# [Source passage]
# # #
Sheikh says premenstrual headaches can be treated similarly to everyday migraines or headaches by taking over-the-counter headache relief medicine. But it’s important to make sure that it’s really your period that’s causing the headache, and not a bigger medical problem. She first suggests keeping a headache diary so you can verify the cause of your headaches. Once you’ve confirmed the problem and the pattern of your headaches, Sheikh suggests then taking Motrin a day or two a few days before you’re expecting your period. This is a preventative measure that could decrease the chances of a headache occurring.
6. You’re wearing the wrong glasses or contact prescription
An incorrect glasses or contact prescription can cause you squint so you can see more clearly. Squinting causes muscle tension around the eyes and forehead, and that can lead to a headache, Mauskop says. Whether you’re squinting to see a computer screen up close or a blackboard from the back of a classroom, an incorrect prescription puts unnecessary stress on your muscles, which causes pain.
Even if you’re not squinting at the computer screen, your eyes might be closer to the screen than they would be if you were wearing the proper prescription. So although laying on your back with your computer on your chest might be super comfy in bed, Mauskop says that small distance between the screen and your eyes is not comfortable for the muscles around your eyes and forehead. He suggests that you keep enough distance between your eyes and the computer screen to allow you to sit up straight with your computer on a desk.
If you find yourself squinting to see things up close or far away or bringing things so close to your face that you can smell them, it might be time to go to the eye doctor. Set up an appointment with your eye doctor to get an up-to-date prescription so you can relieve yourself of this headache trigger. Plus, it’s nice to be able to see things clearly!
7. You have a sinus infection
Although sinus pressure might not always be a trigger for headaches, it can be more harmful for people who are prone to migraines.
# # #
# [Data extract]
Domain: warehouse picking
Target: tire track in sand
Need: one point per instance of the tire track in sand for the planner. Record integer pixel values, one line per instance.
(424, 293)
# # #
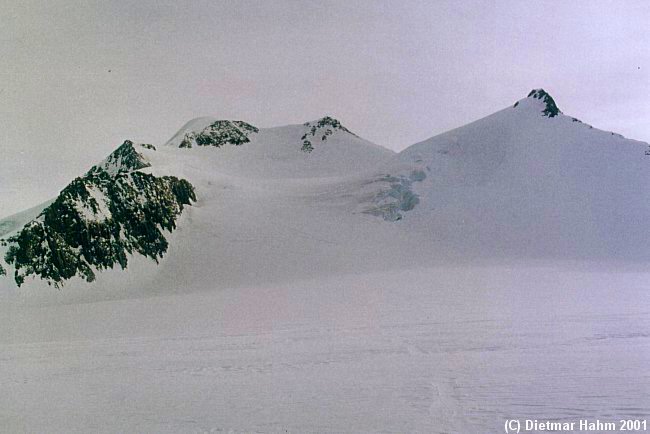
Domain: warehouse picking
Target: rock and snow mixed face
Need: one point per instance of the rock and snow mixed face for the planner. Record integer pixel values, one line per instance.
# # #
# [Task requirements]
- a) Return the part of the headache article from "6. You’re wearing" to "which causes pain.", word for word.
- b) In the headache article, list every body part named in the section headed "You're wearing the wrong glasses or contact prescription."

# [Answers to the exercise]
- a)
6. You’re wearing the wrong glasses or contact prescription
An incorrect glasses or contact prescription can cause you squint so you can see more clearly. Squinting causes muscle tension around the eyes and forehead, and that can lead to a headache, Mauskop says. Whether you’re squinting to see a computer screen up close or a blackboard from the back of a classroom, an incorrect prescription puts unnecessary stress on your muscles, which causes pain.

- b) eyes, forehead, muscles, back, chest, face